_Given text_
Today the list is managed by the National Coalition for Sexual Freedom as a free service to all.

1990s

In demand for 35 years as an educator and writer, Baldwin has presented lectures, workshops and seminars about leather and SM sexuality. He may still be best known to readers for his monthly Drummer column on leather relationship issues, “Ties That Bind,” which appeared between 1986 and 1992.  Those essays and others were collected in his 1993 book, Ties That Bind, edited by Joseph Bean.
SlaveCraft appeared in 2002, Baldwin’s most controversial and possibly most influential book, detailing one man’s deeply personal and intimate discoveries on his journey into profound submission.



Arguably, Baldwin’s greatest impact has been as a visible public figure in the leather, kink and M/s communities. His experience and service have made him possibly the most honored leatherman who ever lived.

_Exercise instructions_
a – According to the biographical text, during which years did Baldwin's "Ties That Bind" column appear in Drummer?
b – Find every line in the rows that contains the string "tower" and copy each of those lines. Case counts.

_Record list_
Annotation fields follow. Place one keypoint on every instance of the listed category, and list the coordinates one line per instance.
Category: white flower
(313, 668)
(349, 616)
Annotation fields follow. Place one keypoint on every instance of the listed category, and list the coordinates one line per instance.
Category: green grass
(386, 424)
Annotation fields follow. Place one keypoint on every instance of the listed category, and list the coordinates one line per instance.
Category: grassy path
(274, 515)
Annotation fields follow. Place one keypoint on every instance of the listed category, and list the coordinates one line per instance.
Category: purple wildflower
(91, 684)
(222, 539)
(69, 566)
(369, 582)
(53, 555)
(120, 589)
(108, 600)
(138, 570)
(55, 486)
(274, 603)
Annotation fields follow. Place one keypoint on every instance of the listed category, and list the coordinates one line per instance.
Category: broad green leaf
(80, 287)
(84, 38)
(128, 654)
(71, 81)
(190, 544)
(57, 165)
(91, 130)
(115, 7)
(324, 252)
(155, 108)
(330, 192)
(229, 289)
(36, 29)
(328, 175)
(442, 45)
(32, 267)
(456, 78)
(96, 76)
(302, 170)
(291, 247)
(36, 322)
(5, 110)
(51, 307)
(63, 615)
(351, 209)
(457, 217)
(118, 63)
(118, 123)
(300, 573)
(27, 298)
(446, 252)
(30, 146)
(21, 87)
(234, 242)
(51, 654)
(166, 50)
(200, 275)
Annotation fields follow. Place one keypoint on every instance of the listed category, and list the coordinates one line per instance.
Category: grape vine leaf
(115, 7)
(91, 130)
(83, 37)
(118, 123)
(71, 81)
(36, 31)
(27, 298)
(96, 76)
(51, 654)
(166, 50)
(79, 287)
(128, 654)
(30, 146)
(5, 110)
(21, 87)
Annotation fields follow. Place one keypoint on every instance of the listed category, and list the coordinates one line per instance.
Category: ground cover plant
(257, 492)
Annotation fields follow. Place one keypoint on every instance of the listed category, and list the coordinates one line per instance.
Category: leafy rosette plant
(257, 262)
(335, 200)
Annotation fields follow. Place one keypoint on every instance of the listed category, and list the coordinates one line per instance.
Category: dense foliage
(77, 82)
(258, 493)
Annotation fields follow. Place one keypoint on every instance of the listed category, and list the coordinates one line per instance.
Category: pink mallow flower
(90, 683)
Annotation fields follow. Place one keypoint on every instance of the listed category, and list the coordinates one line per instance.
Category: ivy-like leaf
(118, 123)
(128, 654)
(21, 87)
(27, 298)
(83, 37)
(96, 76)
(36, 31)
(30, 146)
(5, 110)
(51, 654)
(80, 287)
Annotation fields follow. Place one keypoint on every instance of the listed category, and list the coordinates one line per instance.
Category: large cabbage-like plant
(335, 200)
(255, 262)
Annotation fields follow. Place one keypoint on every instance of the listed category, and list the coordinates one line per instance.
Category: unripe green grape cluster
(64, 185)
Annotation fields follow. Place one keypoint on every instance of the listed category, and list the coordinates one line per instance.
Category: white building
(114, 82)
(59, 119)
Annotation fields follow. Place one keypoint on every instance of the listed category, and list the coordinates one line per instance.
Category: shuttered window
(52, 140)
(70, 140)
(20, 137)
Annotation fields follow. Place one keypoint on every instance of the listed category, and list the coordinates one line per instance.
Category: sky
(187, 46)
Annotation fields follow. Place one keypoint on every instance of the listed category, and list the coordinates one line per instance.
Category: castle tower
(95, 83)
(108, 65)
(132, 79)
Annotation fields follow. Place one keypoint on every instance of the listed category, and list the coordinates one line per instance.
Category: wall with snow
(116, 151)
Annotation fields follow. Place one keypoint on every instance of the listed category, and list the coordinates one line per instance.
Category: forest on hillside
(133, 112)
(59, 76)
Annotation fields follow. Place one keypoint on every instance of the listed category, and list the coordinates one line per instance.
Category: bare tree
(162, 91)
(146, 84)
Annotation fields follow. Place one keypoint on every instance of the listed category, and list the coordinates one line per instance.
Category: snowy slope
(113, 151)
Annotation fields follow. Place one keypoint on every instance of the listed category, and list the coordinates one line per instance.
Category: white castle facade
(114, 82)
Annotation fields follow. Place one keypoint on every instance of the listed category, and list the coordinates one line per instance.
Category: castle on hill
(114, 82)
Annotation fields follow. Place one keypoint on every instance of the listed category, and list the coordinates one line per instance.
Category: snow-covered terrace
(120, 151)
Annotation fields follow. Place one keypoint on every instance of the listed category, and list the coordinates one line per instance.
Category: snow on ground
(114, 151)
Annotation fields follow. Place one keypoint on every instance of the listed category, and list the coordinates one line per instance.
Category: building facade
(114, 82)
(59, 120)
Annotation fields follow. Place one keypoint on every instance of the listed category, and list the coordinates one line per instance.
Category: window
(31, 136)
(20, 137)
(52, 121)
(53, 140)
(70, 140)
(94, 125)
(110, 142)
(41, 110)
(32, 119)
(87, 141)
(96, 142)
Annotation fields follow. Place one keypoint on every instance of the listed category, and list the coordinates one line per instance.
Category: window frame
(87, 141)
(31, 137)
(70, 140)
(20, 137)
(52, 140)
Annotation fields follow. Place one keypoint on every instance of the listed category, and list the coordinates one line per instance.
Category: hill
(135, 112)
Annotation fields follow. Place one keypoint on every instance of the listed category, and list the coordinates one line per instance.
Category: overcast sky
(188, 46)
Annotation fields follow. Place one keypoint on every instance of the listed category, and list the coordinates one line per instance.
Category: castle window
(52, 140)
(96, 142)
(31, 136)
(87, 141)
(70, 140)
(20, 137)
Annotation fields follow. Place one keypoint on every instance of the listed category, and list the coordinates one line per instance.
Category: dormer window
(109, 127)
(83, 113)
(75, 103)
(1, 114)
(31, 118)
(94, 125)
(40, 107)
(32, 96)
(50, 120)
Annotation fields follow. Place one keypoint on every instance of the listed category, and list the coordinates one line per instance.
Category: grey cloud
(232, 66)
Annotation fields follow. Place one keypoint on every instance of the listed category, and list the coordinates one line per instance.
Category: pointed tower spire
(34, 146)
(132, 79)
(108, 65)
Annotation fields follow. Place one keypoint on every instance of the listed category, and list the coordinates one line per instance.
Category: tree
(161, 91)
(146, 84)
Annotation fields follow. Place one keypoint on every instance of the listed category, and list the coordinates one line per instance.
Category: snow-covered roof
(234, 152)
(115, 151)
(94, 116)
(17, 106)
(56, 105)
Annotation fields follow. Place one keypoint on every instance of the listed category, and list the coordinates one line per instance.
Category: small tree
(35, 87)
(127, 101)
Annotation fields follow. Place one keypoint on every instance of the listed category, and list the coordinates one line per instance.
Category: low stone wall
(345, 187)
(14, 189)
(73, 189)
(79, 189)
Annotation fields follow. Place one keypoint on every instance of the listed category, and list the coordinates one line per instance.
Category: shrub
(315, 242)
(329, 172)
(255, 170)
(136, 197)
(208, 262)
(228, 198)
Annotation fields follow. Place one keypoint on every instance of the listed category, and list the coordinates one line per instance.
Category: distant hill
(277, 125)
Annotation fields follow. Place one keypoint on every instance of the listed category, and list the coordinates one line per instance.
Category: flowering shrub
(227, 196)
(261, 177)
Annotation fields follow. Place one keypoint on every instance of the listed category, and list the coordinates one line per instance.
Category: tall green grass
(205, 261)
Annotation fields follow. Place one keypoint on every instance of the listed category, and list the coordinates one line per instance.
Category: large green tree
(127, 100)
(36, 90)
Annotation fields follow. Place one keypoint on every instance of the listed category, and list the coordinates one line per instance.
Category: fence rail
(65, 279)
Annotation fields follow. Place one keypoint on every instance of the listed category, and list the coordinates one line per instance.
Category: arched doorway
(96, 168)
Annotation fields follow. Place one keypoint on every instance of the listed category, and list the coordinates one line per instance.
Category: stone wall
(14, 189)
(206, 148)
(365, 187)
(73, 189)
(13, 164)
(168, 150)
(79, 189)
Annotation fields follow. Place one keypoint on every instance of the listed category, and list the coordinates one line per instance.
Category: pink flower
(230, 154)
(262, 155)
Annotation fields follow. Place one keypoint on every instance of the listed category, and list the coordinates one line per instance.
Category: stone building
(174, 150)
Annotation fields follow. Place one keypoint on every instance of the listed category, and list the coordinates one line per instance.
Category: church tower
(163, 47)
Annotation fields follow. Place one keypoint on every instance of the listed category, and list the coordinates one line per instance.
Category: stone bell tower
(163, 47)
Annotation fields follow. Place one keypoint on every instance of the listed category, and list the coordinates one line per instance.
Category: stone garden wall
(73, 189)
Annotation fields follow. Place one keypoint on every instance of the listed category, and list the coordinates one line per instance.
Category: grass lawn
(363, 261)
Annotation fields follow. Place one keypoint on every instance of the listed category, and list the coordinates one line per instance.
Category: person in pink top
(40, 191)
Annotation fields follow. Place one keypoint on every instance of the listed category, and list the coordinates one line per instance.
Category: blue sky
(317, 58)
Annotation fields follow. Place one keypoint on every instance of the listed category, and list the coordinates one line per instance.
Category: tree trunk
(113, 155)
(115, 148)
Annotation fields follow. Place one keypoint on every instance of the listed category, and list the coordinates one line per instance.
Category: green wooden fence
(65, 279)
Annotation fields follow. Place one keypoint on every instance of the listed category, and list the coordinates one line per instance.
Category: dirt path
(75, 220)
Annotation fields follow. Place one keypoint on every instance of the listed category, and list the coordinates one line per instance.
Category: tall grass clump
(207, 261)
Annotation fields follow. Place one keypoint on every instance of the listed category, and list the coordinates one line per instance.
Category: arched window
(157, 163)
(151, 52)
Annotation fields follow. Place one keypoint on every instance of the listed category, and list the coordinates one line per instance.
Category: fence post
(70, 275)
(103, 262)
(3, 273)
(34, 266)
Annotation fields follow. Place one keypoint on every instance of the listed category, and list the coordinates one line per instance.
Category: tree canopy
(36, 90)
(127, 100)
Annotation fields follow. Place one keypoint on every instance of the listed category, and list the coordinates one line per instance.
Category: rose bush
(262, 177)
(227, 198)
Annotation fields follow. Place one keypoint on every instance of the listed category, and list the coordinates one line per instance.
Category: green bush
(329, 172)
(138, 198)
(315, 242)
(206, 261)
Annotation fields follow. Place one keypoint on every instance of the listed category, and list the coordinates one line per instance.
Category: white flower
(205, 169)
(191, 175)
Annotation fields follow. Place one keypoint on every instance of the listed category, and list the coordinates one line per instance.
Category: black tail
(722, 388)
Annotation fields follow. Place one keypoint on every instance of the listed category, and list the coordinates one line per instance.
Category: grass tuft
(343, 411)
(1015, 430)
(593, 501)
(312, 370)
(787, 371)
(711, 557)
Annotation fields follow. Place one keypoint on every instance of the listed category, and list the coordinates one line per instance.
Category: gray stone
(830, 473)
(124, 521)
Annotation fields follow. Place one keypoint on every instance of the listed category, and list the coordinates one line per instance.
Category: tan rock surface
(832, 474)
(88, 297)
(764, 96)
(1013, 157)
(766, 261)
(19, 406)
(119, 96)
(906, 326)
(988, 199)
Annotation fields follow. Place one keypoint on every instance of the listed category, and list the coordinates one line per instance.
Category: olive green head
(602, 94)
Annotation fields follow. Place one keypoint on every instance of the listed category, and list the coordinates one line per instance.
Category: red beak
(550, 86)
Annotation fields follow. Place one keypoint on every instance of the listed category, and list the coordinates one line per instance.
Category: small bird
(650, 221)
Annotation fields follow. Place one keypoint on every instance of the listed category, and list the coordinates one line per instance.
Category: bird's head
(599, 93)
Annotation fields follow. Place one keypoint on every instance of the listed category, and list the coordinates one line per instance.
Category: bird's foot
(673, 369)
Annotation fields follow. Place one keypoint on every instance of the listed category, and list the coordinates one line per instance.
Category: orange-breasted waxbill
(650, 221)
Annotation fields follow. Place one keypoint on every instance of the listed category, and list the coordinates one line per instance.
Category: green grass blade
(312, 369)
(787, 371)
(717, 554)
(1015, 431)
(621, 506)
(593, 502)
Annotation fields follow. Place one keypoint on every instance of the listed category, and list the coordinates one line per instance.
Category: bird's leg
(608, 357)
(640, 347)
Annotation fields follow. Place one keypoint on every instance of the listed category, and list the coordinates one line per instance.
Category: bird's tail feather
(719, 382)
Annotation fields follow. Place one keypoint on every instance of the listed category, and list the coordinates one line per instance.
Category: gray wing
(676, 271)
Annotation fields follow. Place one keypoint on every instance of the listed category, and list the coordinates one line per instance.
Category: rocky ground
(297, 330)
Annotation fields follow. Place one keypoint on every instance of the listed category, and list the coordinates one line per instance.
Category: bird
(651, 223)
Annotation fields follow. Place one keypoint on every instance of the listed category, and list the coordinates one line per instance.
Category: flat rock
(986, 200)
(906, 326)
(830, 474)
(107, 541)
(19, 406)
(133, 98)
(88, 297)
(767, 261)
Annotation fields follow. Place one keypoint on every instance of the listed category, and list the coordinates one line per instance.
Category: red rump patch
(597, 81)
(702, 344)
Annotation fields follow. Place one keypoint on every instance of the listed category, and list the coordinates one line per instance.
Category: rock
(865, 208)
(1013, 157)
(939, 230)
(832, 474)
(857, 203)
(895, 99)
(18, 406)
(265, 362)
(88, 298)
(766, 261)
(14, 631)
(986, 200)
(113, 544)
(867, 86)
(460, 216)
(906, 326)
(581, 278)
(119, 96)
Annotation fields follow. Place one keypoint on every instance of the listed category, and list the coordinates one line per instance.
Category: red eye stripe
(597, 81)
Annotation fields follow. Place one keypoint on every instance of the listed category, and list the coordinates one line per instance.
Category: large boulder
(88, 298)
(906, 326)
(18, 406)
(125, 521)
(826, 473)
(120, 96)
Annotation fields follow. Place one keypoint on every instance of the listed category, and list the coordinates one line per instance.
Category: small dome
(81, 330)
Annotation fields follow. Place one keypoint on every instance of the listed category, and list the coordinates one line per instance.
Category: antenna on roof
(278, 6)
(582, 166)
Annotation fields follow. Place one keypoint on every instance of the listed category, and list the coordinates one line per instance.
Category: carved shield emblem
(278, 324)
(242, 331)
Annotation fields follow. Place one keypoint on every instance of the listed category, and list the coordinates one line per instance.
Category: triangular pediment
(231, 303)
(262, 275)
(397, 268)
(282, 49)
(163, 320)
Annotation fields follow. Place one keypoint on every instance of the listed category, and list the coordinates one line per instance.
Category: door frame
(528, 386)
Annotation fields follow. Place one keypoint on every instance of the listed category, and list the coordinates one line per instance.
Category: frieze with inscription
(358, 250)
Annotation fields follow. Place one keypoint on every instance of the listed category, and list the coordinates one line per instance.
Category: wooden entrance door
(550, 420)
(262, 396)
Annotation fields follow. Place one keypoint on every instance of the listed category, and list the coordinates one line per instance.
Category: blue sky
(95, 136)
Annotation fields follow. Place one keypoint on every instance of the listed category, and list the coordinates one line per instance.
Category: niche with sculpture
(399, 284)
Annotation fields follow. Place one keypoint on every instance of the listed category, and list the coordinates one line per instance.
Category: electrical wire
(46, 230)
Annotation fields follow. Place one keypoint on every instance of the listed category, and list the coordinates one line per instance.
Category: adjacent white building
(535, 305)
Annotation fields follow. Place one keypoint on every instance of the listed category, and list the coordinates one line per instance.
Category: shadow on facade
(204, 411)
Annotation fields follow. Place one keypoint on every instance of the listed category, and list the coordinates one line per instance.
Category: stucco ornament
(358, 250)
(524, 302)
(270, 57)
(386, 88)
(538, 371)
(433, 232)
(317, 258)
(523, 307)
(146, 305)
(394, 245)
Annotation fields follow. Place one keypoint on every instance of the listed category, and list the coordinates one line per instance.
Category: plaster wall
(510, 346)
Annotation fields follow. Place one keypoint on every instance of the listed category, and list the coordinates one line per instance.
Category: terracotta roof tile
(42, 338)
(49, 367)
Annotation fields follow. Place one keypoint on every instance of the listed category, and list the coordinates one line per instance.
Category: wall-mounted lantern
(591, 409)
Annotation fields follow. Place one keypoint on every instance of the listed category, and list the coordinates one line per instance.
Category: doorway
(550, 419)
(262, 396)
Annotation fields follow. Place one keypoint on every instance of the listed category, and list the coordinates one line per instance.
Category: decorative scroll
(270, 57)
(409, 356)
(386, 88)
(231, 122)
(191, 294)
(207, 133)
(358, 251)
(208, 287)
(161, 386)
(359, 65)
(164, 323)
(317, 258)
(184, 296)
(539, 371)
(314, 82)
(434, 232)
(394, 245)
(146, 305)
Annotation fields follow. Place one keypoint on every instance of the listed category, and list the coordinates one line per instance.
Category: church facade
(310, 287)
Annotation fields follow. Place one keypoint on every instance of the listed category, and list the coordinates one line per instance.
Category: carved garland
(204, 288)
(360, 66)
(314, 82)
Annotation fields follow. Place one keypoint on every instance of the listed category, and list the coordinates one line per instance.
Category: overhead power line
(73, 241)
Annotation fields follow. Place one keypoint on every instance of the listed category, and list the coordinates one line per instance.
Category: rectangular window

_Answers to the exercise_
a – From 1986 to 1992.

b –
Category: castle tower
Category: pointed tower spire
Category: church tower
Category: stone bell tower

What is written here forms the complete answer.